## PROBLEM STATEMENT
Turn every line of the data below into a numbered list, omitting any blank lines.

─── TASK DATA

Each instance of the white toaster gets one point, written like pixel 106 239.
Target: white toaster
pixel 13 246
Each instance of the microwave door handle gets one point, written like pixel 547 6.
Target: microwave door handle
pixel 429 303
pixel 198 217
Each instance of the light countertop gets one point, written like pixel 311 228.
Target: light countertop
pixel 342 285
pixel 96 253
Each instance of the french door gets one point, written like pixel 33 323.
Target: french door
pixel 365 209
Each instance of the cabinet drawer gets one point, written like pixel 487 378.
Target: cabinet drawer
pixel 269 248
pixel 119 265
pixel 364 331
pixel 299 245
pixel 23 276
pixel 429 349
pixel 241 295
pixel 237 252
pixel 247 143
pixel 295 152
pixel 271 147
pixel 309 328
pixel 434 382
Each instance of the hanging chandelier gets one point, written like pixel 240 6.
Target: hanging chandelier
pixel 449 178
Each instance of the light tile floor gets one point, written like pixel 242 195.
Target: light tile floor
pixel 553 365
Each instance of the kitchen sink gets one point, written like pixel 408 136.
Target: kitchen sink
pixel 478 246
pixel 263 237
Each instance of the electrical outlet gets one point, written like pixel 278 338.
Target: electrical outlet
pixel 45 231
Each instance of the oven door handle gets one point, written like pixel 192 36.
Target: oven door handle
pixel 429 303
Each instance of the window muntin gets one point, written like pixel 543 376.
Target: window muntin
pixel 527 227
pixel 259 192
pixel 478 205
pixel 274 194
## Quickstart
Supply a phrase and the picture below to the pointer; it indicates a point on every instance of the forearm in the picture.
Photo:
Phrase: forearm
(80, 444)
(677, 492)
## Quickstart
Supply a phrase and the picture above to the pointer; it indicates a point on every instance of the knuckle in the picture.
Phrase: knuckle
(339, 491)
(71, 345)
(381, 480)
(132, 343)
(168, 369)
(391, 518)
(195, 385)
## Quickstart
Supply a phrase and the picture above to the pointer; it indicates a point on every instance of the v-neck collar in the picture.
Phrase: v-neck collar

──────

## EXERCISE OUTPUT
1. Each instance of the white toaster gets one point, written like pixel 106 239.
2. Target: white toaster
3. pixel 13 246
4. Each instance of the microwave door handle gets one point, written like pixel 547 6.
5. Target: microwave door handle
6. pixel 429 303
7. pixel 198 217
8. Each instance of the light countertop gets one point, written like pixel 311 228.
9. Target: light countertop
10. pixel 342 285
11. pixel 96 253
12. Each instance of the french door gets one point, written like pixel 33 323.
13. Target: french door
14. pixel 365 209
15. Each instance of the cabinet drawer gets one point, written like pixel 487 378.
16. Target: cabinet drawer
17. pixel 269 248
18. pixel 119 265
19. pixel 364 331
20. pixel 299 245
21. pixel 23 276
22. pixel 429 349
23. pixel 241 295
24. pixel 237 252
25. pixel 247 143
26. pixel 295 152
27. pixel 271 147
28. pixel 309 328
29. pixel 434 382
30. Each instance of the hanging chandelier gets one point, written like pixel 240 6.
31. Target: hanging chandelier
32. pixel 449 178
33. Each instance of the light tile floor gets one point, written like pixel 242 195.
34. Target: light tile floor
35. pixel 553 365
36. Each instance of the kitchen sink gets one point, written like pixel 408 136.
37. Target: kitchen sink
38. pixel 478 246
39. pixel 263 237
40. Each instance of the electrical outlet gets one point, written like pixel 278 338.
41. Target: electrical outlet
42. pixel 45 231
43. Each instance of the oven door handle gets one point, written like pixel 192 36.
44. Target: oven door handle
45. pixel 429 303
46. Each instance of the window muntin gets one point, written like pixel 543 376.
47. Target: window muntin
48. pixel 527 227
49. pixel 259 192
50. pixel 478 205
51. pixel 274 194
52. ## Quickstart
53. Supply a phrase and the picture below to the pointer; it indicates a point on every instance of the forearm in the picture.
54. Photo:
55. Phrase: forearm
56. (80, 444)
57. (677, 492)
58. ## Quickstart
59. Supply a phrase and the picture above to the pointer; it indicates a point on every instance of the knuckle in the picture.
60. Phrase: knuckle
61. (339, 491)
62. (71, 345)
63. (381, 480)
64. (132, 343)
65. (168, 369)
66. (391, 518)
67. (195, 385)
68. ## Quickstart
69. Supply a phrase and the picture above to the pointer; it indicates a point on every instance of the v-neck collar in the picture.
70. Phrase: v-neck collar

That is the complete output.